■ **SOURCE TEXT**:
In 312, after Duan Jilujuan succeeded their father as chieftain, Duan Wenyang followed his brother to besiege Shi Le at Xiangguo with Wang Jun's general, Wang Chang (王昌). During the siege, their cousin, Duan Mobo was captured, and their forces suffered a rout. Jilujuan decided to negotiate peace with Shi Le for Mobo's return, but Duan Wenyang warned him, "You are letting a wounded enemy run free for the sake of a single man! Would this not incur the wrath of Wang Pengzu (Wang Jun's courtesy name) and invite future troubles?" However, Jilujuan ignored him, and during the negotiations, he ordered Wenyang to swear a brotherly oath with Shi Le's nephew and adopted brother, Shi Hu. After Mobo was returned, the Duan withdrew and broke off relations with Wang Jun.

=== Supporting Duan Pidi ===
In 314, Shi Le captured Wang Jun at his base in Ji and later executed him. He then appointed Liu Han (劉翰) to guard the city as he returned to his own capital at Xiangguo, but in his absence, Liu Han surrendered the city to Duan Pidi, who reaffirmed his loyalty to the Jin court and proclaimed himself the new Inspector of You province. He was joined by Duan Wenyang, while Jilujuan neither punished or supported his brothers' actions.

Soon after, the Administrator of Pingyuan, Shao Xu also declared his allegiance to Jin and opposition to Shi Le at Yanci. Enraged, Shi Le brought 8,000 soldiers to besiege Shao Xu. Duan Pidi sent Duan Wenyang to reinforce the city, and when Shi Le saw his forces approaching, he abandoned his siege equipment and retreated eastward. Wenyang and Shao Xu pursued him all the way to Anling (安陵; north of present-day Yanling County, Henan), where they captured his officials and relocated more than 3,000 families before returning. Wenyang also sent cavalry to harass Shi Le's northern border and invade Changshan, seizing over 2,000 households.

In 316, the Jin Inspector of Yan Province, Liu Yan was attacked by Shi Hu at Linqiu (廩丘, in modern Puyang, Henan). Duan Pidi instructed Duan Wenyang to lead reinforcements. However, Shi Hu reinforced Luguan Crossing (盧關津; south of present-day Fan County, Henan) and prevented Wenyang's forces from advancing. In the end, Liu Yan abandoned Linqiu and managed to escape to Duan Wenyang.

■ **DIRECTIVES**:
1: From the passage on Duan Wenyang, list each name that is followed by Chinese characters in parentheses, together with those characters.
2: Resume the passage on Duan Wenyang from the point after its final sentence, which tells of Liu Yan escaping to him.

[Extracted data entries]
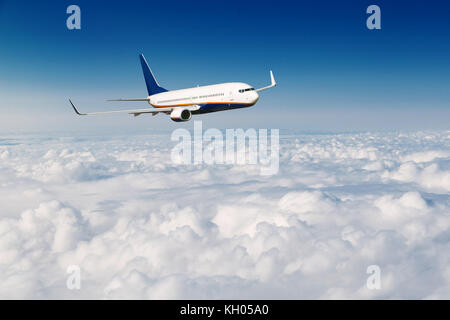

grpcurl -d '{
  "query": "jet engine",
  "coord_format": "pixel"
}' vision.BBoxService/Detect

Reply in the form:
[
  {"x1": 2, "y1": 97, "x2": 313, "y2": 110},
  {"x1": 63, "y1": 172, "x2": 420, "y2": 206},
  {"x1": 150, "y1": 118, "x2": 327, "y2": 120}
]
[{"x1": 170, "y1": 108, "x2": 192, "y2": 122}]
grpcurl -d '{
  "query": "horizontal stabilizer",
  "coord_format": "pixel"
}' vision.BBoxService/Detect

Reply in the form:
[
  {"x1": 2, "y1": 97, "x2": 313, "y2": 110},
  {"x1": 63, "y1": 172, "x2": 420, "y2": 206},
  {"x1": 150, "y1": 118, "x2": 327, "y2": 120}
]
[{"x1": 255, "y1": 70, "x2": 277, "y2": 91}]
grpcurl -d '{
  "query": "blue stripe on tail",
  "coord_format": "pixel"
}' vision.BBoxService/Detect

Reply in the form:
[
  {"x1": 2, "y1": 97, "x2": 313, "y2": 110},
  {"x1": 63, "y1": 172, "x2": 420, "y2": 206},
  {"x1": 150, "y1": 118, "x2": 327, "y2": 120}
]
[{"x1": 139, "y1": 54, "x2": 167, "y2": 96}]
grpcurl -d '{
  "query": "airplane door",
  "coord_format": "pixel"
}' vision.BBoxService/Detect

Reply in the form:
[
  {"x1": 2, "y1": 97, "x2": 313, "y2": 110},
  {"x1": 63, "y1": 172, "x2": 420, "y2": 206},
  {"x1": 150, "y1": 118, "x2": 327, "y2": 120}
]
[{"x1": 229, "y1": 91, "x2": 234, "y2": 101}]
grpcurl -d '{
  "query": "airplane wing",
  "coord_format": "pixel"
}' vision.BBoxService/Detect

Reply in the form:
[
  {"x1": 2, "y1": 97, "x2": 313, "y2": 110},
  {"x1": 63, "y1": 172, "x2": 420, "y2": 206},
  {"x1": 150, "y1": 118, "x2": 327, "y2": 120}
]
[{"x1": 69, "y1": 99, "x2": 200, "y2": 117}]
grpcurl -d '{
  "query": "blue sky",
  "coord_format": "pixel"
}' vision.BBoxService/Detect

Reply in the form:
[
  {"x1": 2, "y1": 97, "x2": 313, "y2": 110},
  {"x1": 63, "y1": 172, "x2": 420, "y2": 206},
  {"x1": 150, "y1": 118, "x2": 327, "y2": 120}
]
[{"x1": 0, "y1": 0, "x2": 450, "y2": 131}]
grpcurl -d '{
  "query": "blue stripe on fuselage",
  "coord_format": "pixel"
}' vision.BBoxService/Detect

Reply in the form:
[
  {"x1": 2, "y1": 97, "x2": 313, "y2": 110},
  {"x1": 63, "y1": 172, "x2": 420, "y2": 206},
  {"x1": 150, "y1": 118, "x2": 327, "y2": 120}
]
[{"x1": 192, "y1": 103, "x2": 250, "y2": 114}]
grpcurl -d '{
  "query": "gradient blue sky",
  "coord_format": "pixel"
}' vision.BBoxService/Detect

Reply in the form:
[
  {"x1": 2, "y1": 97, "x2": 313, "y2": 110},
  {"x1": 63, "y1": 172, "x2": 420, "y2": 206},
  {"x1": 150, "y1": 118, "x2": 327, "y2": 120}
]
[{"x1": 0, "y1": 0, "x2": 450, "y2": 132}]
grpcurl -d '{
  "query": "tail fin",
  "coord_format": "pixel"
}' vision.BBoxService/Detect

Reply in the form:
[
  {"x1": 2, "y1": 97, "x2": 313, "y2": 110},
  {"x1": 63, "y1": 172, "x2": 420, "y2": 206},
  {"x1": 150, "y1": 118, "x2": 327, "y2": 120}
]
[{"x1": 139, "y1": 54, "x2": 167, "y2": 96}]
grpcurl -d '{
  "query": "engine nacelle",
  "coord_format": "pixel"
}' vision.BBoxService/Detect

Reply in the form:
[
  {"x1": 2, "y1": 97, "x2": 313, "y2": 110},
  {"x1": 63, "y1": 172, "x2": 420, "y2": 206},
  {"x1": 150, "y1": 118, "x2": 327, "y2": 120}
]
[{"x1": 170, "y1": 108, "x2": 192, "y2": 122}]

■ **THE ANSWERS**:
1: Wang Chang (王昌), Liu Han (劉翰), Anling (安陵), Linqiu (廩丘), Luguan Crossing (盧關津)

2:
In 318, civil war broke out among the Duan between Pidi and Duan Mobo after the latter forcibly seized control of the chieftaincy following the death of Duan Jilujuan. Duan Wenyang sided with Pidi, but Pidi soon lost the support of the people after he killed his ally, the popular Inspector of Bing province, Liu Kun. Later that year, with the help of Shao Xu, Duan Wenyang led his brother's soldiers to scour for food in Pingyuan, but they were defeated by Shi Hu instead. Their defeat prompted the Qing province warlord, Cao Ni to plunder Shao Xu's military colonies, but Shao Xu was able to retaliate and had Duan Wenyang and his nephew, Shao Cun (邵存) garrisoned at Huangjingu (黃巾固; northwest of present-day Zhangqiu, Shandong) to pressure Cao Ni into peace.

In 319, Shi Le's forces finally drove Duan Pidi and Duan Wenyang out of Ji, forcing them to seek refuge with Shao Xu at Yanci. In 319, Duan Wenyang participated in the Prince of Langya, Sima Rui's attack on the bandit, Xu Kan at Taishan Commandery, forcing him into submission.

=== Battle of Yanci ===
In 320, Duan Wenyang joined his brother on his campaign to recapture Ji. However, while they were away, Shi Le (now King of the Later Zhao) seized the opportunity to send Shi Hu to besiege Shao Xu at Yanci. Shao Xu led a sortie out of his city but was captured in an ambush, leaving the rest of his family members to fend off the invaders. Hearing the news back home, Duan Pidi rushed back home and attempted to enter Yanci but was blocked by Shi Hu's army. Duan Wenyang led several hundred of his personal soldiers to fight their way through, allowing Pidi to barely make his way back. Pidi and Shao Xu's family held out in the city. During the defense, Duan Wenyang observed that Shi Hu had sent out his cavalry to plunder the surrounding towns and requested his brother to launch an attack. However, Pidi suspected an ambush and refused.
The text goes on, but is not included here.